*Task goal:* An exact copy of the lines from the one containing "Provide the location of every instance of the white background" through the end of the material is all that is wanted; transcribe only those.

═══ Data to process ═══

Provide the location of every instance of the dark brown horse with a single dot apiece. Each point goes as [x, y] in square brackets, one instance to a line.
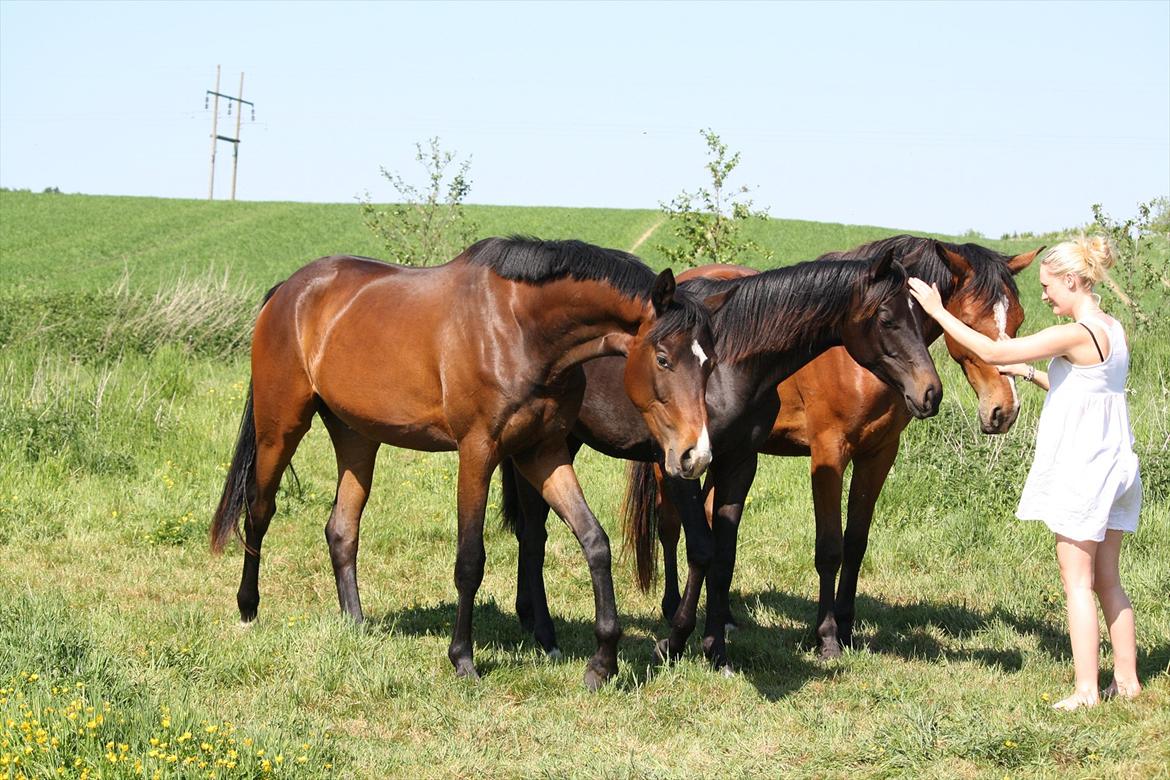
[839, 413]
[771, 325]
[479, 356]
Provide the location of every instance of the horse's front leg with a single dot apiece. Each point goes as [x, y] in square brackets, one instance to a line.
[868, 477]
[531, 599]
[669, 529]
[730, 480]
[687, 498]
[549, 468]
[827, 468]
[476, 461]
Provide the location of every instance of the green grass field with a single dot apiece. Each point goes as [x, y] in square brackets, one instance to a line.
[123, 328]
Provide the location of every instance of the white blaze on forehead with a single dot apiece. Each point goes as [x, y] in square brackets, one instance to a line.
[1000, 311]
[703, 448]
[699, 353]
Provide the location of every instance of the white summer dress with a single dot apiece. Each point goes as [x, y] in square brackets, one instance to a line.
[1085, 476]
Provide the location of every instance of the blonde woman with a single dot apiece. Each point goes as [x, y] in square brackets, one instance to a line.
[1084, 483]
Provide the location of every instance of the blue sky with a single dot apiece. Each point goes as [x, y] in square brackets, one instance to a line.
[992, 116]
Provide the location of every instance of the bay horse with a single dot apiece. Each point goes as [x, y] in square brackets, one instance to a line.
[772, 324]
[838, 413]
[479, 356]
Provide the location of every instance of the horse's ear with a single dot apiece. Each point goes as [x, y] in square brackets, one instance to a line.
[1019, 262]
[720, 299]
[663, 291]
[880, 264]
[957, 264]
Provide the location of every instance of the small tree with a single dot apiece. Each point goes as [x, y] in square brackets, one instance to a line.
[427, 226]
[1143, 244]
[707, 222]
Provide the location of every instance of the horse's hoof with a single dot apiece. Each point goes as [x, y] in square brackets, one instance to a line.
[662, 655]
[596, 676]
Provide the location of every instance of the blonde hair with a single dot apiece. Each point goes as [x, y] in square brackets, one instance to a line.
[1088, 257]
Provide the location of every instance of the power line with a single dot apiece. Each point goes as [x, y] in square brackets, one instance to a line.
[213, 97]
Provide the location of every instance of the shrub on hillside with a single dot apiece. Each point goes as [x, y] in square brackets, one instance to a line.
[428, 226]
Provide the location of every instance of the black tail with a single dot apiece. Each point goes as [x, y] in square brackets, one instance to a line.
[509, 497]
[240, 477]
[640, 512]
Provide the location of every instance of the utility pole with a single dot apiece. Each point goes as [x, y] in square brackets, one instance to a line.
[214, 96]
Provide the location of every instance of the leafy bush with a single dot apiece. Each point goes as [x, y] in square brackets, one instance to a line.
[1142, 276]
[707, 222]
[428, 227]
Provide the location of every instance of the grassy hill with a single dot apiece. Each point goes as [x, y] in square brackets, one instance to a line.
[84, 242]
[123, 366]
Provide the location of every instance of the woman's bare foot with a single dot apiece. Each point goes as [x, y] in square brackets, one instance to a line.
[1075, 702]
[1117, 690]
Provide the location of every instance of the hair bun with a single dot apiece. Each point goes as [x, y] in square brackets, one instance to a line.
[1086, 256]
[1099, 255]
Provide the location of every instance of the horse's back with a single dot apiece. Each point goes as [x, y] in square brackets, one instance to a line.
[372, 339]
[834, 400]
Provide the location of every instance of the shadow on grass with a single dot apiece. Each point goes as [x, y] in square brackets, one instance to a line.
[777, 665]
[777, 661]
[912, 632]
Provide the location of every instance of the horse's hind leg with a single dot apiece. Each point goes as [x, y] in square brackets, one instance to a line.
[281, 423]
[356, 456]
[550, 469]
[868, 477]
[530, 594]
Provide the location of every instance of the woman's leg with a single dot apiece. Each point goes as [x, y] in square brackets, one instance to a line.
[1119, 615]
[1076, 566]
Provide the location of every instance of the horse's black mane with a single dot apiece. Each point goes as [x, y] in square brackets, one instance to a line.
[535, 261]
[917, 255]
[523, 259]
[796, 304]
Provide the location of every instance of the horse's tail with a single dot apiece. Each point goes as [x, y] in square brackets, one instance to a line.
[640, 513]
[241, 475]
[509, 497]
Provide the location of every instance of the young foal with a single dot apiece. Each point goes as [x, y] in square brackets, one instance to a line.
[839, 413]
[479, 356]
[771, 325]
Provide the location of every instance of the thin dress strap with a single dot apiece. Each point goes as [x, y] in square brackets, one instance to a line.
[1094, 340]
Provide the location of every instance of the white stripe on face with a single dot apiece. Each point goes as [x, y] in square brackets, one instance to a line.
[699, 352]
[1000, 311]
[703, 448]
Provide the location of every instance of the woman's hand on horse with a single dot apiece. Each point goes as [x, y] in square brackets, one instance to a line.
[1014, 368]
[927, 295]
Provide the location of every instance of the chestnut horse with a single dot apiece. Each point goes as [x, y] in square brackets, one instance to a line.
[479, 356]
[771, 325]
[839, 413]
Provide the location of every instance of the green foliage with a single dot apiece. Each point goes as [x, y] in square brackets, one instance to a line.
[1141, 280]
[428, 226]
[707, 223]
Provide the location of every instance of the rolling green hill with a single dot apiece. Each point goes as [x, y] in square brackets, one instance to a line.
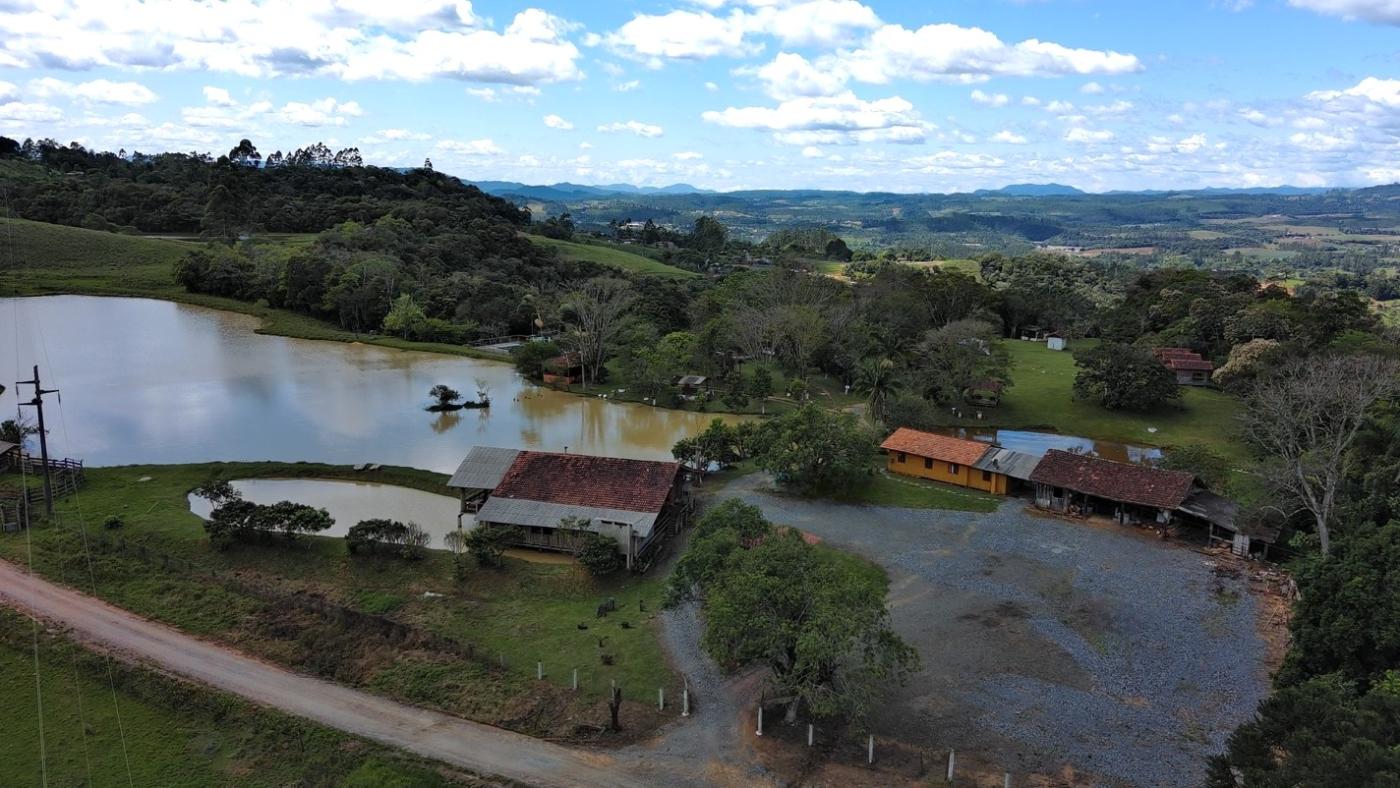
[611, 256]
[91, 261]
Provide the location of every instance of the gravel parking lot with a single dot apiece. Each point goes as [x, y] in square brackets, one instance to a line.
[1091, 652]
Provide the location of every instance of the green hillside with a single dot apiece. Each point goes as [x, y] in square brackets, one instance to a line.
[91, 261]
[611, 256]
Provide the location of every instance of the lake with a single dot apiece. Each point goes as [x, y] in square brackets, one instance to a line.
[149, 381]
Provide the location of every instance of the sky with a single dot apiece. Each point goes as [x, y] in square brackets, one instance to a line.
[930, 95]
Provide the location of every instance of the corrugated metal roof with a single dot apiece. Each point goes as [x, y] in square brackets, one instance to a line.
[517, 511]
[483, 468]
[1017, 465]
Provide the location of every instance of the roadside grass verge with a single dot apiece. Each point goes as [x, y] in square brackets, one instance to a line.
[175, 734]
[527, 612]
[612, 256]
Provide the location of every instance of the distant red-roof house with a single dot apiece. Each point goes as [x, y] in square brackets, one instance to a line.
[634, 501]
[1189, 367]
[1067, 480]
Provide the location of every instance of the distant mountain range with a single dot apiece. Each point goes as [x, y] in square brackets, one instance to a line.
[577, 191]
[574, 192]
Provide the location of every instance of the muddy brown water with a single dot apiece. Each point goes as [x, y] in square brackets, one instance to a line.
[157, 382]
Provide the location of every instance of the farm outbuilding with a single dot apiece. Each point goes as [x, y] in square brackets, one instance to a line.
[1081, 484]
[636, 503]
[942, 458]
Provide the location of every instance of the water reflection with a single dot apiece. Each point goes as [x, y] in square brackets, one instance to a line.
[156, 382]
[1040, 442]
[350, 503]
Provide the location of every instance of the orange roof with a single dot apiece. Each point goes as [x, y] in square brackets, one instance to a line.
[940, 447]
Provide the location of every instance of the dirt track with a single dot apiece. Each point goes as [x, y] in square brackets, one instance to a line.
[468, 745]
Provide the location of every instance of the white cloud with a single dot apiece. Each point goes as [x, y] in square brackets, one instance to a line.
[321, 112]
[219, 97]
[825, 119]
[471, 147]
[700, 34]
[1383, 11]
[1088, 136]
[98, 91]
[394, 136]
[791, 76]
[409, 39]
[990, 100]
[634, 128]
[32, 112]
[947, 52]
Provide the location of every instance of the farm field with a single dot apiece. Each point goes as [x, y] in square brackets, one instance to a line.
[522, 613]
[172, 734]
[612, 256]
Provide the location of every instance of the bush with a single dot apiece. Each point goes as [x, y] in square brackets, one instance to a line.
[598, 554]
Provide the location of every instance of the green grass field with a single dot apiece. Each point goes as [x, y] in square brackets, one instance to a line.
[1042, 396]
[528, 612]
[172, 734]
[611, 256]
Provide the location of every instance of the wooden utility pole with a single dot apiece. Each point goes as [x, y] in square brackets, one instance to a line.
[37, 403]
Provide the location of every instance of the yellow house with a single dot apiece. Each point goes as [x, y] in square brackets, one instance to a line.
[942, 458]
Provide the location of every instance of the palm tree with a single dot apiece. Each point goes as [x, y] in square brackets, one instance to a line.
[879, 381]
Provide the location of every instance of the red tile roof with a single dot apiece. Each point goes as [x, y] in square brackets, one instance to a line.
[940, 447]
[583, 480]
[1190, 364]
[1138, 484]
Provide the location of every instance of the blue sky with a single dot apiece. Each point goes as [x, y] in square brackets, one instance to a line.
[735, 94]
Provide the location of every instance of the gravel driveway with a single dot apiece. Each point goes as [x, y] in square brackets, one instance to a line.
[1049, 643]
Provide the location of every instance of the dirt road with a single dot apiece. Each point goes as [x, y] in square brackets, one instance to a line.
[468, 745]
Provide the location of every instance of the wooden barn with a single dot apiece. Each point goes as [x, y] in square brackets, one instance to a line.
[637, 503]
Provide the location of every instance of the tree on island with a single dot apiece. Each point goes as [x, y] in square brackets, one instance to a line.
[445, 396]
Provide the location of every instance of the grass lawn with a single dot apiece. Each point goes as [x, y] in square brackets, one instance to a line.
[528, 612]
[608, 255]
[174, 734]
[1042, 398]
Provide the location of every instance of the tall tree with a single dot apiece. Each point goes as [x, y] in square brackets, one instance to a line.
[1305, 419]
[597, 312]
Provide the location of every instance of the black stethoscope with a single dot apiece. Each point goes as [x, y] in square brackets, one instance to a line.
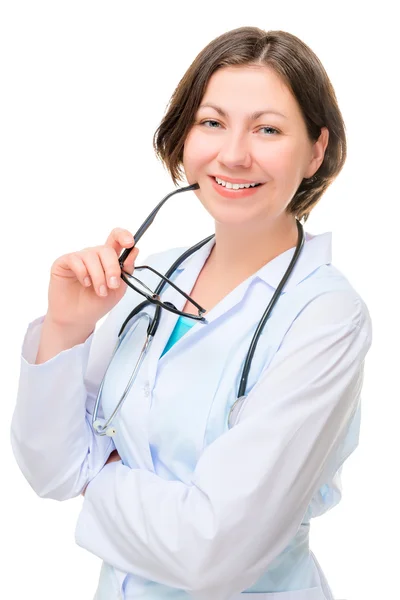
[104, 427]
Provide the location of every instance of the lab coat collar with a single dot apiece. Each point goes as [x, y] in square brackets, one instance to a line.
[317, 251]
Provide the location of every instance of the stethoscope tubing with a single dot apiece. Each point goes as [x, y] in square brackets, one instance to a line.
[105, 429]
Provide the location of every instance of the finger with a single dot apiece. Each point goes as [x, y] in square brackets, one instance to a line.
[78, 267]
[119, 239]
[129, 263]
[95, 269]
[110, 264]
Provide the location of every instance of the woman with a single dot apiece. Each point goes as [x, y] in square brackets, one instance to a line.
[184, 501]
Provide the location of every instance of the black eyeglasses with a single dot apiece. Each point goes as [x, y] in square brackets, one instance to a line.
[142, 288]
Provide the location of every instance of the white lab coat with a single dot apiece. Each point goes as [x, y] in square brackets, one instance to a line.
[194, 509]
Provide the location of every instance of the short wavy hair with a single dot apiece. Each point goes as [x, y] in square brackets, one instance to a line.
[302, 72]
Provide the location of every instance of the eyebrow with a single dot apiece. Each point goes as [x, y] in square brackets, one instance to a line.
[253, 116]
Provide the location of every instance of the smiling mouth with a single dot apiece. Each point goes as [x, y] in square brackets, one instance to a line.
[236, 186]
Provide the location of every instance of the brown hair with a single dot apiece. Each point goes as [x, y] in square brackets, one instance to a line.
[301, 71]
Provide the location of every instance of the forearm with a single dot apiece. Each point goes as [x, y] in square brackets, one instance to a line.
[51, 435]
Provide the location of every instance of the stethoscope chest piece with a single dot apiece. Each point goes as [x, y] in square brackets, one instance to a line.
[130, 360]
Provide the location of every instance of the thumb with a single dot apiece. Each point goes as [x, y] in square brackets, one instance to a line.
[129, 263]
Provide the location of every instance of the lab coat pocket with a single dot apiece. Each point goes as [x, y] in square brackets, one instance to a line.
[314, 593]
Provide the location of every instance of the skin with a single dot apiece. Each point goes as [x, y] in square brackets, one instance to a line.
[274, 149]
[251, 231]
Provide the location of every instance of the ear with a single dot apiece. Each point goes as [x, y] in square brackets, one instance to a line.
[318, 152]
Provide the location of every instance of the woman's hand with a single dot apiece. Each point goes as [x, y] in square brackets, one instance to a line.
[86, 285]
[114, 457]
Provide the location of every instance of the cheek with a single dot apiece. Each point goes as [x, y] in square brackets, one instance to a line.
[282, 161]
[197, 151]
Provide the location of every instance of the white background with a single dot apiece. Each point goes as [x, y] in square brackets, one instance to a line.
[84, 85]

═══

*Your response:*
Provide the location of every instance of the white background with a single dot apiece. Each point goes as [x, y] in square brackets, one instance to a line.
[84, 85]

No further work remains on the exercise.